> Instructions for the task: Below are the records. Reproduce the line that contains "positive clicks: (273, 213) (276, 217)" and every line after it to the end, exactly and alone.

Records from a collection
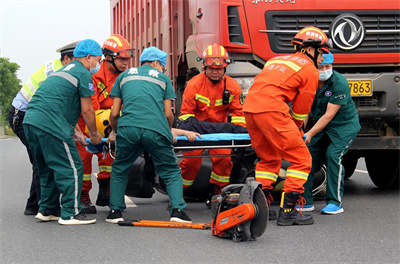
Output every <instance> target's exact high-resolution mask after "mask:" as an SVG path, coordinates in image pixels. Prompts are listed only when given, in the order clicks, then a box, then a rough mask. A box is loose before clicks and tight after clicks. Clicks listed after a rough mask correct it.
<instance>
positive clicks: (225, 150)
mask: <svg viewBox="0 0 400 264" xmlns="http://www.w3.org/2000/svg"><path fill="white" fill-rule="evenodd" d="M203 151H204V150H202V149H199V150H193V151H190V152H185V153H183V156H184V157H187V156H198V155H201V154H203ZM231 152H232V150H231V149H209V154H210V155H230V154H231ZM211 161H212V172H211V176H210V183H211V184H215V185H218V186H220V187H225V186H226V185H228V184H229V177H230V174H231V170H232V166H233V165H232V161H231V157H211ZM201 162H202V159H201V158H184V159H182V161H181V162H180V163H179V167H180V168H181V171H182V182H183V188H184V189H185V188H187V187H189V186H190V185H192V184H193V182H194V179H195V178H196V176H197V173H198V172H199V170H200V166H201Z"/></svg>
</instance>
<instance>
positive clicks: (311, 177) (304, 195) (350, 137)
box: [303, 124, 358, 207]
mask: <svg viewBox="0 0 400 264" xmlns="http://www.w3.org/2000/svg"><path fill="white" fill-rule="evenodd" d="M338 131H339V130H338ZM340 131H341V133H340V135H339V134H338V133H337V134H336V135H328V133H324V132H323V131H321V132H320V133H318V134H317V135H315V136H314V137H313V138H312V140H311V142H310V144H309V145H308V149H309V150H310V153H311V156H312V169H311V172H310V174H309V175H308V180H307V182H306V183H305V184H304V189H305V190H304V194H303V196H304V198H305V199H306V203H307V204H313V200H314V197H313V194H312V186H313V182H314V173H315V172H318V171H319V170H320V169H321V167H322V165H324V164H326V168H327V173H326V181H327V184H326V203H327V204H335V205H337V206H340V207H341V206H342V197H343V191H344V167H343V165H342V160H343V156H344V155H345V154H346V153H347V151H348V149H349V147H350V145H351V143H352V142H353V141H354V139H355V138H356V136H357V133H358V130H357V128H355V127H354V126H353V124H349V125H348V126H347V127H344V128H343V129H342V130H340Z"/></svg>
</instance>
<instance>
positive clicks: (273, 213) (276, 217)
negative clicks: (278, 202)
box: [268, 207, 278, 220]
mask: <svg viewBox="0 0 400 264" xmlns="http://www.w3.org/2000/svg"><path fill="white" fill-rule="evenodd" d="M268 218H269V220H276V219H277V218H278V216H277V215H276V212H275V211H274V210H272V209H271V207H270V208H269V215H268Z"/></svg>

> Solution:
positive clicks: (273, 213) (276, 217)
negative clicks: (278, 202)
box: [268, 207, 278, 220]
mask: <svg viewBox="0 0 400 264" xmlns="http://www.w3.org/2000/svg"><path fill="white" fill-rule="evenodd" d="M268 218H269V220H276V219H277V218H278V216H277V215H276V212H275V211H274V210H272V209H271V207H270V208H269V215H268Z"/></svg>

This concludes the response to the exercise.